WHAT IS ASKED: Rewrite the records from their first line through the line containing "left=141, top=151, right=150, bottom=159", replacing "Box coordinates" with "Location" wherever it occurs and leaving everything else unchanged.

RECORDS SUPPLIED:
···

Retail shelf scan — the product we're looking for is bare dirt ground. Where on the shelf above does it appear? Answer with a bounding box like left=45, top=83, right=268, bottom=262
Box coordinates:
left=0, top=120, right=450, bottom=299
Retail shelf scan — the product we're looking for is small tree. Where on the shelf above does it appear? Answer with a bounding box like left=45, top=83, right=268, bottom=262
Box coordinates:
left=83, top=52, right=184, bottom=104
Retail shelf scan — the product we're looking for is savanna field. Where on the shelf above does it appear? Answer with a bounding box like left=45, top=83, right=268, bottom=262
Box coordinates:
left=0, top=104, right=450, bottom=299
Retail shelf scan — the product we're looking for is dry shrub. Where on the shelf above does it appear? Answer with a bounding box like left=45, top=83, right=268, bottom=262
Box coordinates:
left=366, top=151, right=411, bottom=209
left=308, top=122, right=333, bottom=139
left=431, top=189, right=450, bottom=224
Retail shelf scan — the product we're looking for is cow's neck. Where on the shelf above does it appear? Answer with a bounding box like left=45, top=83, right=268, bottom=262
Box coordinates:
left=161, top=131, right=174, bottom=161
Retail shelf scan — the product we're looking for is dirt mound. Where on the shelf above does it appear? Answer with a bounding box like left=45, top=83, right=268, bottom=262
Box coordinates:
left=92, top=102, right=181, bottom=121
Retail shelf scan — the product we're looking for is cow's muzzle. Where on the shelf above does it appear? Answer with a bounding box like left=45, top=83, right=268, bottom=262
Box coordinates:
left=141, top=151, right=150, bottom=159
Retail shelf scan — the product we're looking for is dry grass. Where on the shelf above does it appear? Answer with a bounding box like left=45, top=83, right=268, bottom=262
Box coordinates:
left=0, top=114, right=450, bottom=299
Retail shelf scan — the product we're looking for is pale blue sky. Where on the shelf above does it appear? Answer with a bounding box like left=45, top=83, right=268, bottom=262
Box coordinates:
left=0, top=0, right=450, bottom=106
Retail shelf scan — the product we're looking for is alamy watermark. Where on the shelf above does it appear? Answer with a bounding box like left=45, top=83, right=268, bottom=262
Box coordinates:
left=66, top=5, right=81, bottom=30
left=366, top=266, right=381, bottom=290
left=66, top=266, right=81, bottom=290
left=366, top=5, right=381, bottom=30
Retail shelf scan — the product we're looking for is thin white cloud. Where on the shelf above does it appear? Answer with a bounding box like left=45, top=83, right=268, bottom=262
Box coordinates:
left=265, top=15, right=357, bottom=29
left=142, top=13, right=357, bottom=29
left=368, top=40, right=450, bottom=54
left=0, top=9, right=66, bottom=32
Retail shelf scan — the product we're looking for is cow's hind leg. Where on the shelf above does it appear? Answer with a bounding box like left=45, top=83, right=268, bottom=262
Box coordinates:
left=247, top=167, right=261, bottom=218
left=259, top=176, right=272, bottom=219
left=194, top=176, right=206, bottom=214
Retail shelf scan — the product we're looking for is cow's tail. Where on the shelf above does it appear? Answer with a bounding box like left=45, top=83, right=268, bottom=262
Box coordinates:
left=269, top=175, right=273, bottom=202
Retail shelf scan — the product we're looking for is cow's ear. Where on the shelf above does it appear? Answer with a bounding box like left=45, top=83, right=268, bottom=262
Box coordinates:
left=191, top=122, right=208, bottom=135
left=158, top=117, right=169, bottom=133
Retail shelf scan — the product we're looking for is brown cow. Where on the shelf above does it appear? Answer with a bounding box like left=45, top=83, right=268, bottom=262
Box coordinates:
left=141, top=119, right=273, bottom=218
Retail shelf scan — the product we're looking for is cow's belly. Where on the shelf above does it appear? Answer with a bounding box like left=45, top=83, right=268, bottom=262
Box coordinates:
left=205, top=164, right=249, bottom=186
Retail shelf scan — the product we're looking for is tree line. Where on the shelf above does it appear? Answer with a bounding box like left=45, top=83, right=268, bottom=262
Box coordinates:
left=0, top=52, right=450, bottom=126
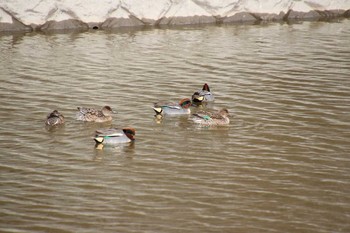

···

ANSWER TO THIS TASK:
Retail shelf scan — the product we're looking for is bare dirt ground. Where on the shelf above does it appear? Answer with a bounding box like left=45, top=83, right=268, bottom=262
Location:
left=0, top=120, right=450, bottom=299
Retail shelf scan — the product we're looking for is small tree. Where on the shelf above does it appear? Answer with a bounding box like left=45, top=83, right=268, bottom=262
Location:
left=83, top=52, right=184, bottom=104
Retail shelf scan — the product we're looking for is savanna field. Where on the shelf above does it appear? Answer with a bounding box like left=45, top=83, right=268, bottom=262
Location:
left=0, top=104, right=450, bottom=299
Retail shelf scan — the product we're looking for is dry shrub. Where on the shelf above does it appear? Answer with a bounding box like left=45, top=83, right=268, bottom=262
Location:
left=366, top=151, right=411, bottom=209
left=308, top=122, right=333, bottom=139
left=431, top=189, right=450, bottom=224
Retail shelf scan — the product we're looking for is cow's neck. Where on the shelf above does it appear? Answer with a bounding box like left=45, top=83, right=268, bottom=262
Location:
left=161, top=131, right=174, bottom=161
Retail shelf scan — the product we're looking for is dirt mound. Where on the shelf above does it appear? Answer with a bounding box like left=45, top=83, right=268, bottom=262
Location:
left=92, top=102, right=181, bottom=121
Retail shelf scan — the product we're looking for is cow's muzzle. Where on the shelf above does it appear? Answer with a bounding box like left=45, top=83, right=268, bottom=262
Location:
left=141, top=151, right=150, bottom=159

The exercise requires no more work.